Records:
* Begin *
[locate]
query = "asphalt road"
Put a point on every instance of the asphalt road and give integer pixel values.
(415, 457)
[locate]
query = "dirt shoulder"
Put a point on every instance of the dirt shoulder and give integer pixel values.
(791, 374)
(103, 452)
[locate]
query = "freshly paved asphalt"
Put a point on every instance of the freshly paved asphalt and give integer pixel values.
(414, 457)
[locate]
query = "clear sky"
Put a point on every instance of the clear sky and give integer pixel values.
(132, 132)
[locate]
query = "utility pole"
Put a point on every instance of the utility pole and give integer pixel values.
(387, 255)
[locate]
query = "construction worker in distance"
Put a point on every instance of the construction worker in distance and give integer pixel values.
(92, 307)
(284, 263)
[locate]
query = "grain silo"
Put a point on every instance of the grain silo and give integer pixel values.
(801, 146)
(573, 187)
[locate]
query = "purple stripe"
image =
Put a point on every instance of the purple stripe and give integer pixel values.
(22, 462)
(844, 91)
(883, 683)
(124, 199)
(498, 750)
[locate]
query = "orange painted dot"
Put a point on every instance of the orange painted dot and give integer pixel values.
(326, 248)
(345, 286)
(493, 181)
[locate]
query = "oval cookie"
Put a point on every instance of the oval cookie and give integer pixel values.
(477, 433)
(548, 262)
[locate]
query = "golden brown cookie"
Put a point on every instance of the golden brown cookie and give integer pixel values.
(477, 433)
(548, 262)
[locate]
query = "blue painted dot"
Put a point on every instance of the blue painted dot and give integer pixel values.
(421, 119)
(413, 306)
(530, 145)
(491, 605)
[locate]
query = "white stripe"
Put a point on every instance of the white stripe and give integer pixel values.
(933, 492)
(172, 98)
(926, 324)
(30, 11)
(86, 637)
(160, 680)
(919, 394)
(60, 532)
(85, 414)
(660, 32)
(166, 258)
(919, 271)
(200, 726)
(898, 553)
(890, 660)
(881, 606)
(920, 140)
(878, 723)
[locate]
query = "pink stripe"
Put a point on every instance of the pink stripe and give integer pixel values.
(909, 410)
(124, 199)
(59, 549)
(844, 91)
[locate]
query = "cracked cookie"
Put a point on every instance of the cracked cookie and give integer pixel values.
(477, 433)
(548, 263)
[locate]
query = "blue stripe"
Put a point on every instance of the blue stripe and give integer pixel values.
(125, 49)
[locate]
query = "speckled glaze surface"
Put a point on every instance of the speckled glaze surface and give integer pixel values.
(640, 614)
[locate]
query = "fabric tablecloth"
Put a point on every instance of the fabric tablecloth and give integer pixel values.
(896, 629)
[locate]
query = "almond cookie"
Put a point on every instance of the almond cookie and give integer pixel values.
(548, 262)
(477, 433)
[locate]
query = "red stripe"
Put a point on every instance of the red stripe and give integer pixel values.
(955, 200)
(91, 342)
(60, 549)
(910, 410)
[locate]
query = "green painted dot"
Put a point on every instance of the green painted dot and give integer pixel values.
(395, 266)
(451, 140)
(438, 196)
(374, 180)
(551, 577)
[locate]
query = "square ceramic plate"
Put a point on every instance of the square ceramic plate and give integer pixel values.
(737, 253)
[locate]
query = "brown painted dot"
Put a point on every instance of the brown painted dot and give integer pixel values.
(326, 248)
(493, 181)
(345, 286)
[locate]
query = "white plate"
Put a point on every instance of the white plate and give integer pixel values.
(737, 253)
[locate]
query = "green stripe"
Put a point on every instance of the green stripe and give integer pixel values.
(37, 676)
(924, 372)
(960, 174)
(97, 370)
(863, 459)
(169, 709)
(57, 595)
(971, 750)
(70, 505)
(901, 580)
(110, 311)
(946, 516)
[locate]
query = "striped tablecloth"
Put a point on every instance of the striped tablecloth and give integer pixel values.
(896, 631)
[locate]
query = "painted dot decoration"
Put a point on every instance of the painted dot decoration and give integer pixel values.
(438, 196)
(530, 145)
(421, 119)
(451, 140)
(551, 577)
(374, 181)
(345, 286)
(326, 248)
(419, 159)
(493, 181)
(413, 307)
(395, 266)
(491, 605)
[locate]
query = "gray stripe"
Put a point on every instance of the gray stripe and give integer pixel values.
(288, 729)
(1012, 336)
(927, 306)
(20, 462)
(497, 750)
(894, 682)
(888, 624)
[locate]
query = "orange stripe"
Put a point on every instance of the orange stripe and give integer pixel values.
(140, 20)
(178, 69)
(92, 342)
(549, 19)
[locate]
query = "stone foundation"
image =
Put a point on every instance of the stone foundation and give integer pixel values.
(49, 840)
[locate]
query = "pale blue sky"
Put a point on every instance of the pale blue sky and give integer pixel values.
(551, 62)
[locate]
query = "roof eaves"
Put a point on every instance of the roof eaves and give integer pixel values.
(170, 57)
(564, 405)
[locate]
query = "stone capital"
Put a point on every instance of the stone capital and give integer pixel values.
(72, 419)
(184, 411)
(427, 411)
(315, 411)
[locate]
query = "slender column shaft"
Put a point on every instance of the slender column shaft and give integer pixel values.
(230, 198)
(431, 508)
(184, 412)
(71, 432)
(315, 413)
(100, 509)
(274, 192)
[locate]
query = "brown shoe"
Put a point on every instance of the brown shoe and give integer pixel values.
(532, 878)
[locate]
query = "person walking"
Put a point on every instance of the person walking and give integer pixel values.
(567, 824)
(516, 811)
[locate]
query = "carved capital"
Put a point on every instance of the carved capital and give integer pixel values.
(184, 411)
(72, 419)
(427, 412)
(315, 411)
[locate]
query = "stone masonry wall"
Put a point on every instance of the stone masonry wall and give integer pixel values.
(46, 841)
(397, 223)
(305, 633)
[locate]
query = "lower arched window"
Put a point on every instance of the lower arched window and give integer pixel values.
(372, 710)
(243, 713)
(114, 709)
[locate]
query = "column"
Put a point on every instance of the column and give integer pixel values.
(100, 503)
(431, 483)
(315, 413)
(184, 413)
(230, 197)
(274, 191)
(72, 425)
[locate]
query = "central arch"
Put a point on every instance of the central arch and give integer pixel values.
* End *
What this task involves
Report every line of the records that contains the word "distance", matching case exactly.

Reply
query = "construction worker in distance"
Put a point on every instance of the construction worker in distance and give integer pixel values.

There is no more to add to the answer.